Exercise aim >> Return the exact lines spanning from the line with "Query: white suv" through the last line of the entries, boundaries included, and no others.

----- Data for this task -----

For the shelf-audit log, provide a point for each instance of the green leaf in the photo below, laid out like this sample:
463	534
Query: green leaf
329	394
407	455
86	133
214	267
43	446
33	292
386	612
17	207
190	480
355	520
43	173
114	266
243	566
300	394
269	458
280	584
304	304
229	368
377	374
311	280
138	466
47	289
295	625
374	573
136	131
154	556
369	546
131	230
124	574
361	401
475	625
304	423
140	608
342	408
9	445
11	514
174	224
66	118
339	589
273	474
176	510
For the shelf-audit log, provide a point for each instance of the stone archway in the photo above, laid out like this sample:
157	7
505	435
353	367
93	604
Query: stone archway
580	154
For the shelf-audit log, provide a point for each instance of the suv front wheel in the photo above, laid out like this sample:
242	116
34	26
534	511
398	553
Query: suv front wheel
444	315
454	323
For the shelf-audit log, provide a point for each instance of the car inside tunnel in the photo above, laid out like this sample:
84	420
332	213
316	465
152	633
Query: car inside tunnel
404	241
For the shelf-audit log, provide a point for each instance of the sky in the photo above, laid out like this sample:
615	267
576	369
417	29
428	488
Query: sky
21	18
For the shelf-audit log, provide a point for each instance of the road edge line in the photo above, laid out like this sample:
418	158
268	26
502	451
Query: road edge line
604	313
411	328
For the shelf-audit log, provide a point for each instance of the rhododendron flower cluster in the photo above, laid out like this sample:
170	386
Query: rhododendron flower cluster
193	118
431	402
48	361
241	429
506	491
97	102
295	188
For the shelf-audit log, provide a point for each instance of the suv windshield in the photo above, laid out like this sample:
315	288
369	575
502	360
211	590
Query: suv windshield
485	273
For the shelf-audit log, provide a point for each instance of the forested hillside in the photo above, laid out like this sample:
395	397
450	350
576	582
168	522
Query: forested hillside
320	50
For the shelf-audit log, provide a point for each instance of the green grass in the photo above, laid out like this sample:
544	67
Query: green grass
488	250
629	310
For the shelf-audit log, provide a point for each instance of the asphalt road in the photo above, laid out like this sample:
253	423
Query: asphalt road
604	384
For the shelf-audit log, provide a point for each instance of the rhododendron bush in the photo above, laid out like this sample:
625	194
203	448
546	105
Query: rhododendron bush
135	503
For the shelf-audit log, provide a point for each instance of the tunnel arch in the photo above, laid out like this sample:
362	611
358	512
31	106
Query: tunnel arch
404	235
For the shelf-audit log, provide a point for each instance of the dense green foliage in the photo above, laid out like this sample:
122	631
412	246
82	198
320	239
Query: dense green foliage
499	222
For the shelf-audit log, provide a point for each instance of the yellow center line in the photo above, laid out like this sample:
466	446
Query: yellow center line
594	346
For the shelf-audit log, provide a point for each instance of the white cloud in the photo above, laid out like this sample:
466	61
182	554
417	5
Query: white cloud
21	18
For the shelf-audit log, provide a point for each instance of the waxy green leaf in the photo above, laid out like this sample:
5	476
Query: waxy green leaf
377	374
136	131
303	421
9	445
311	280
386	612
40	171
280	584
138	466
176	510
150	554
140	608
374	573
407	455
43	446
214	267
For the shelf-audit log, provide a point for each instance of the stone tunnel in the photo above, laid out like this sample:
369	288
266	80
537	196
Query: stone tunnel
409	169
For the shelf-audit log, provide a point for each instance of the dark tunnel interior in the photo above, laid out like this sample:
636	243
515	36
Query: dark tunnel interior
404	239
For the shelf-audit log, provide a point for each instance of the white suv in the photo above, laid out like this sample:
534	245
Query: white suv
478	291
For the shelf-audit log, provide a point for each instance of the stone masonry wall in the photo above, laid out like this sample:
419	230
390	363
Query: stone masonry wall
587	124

-----

Solution for this exercise >>
Query: white suv
478	291
For the shelf-audit log, provide a point for each instance of the stone masonry wall in the photo above, laid out like this sample:
419	230
390	363
Query: stone masonry wall
587	124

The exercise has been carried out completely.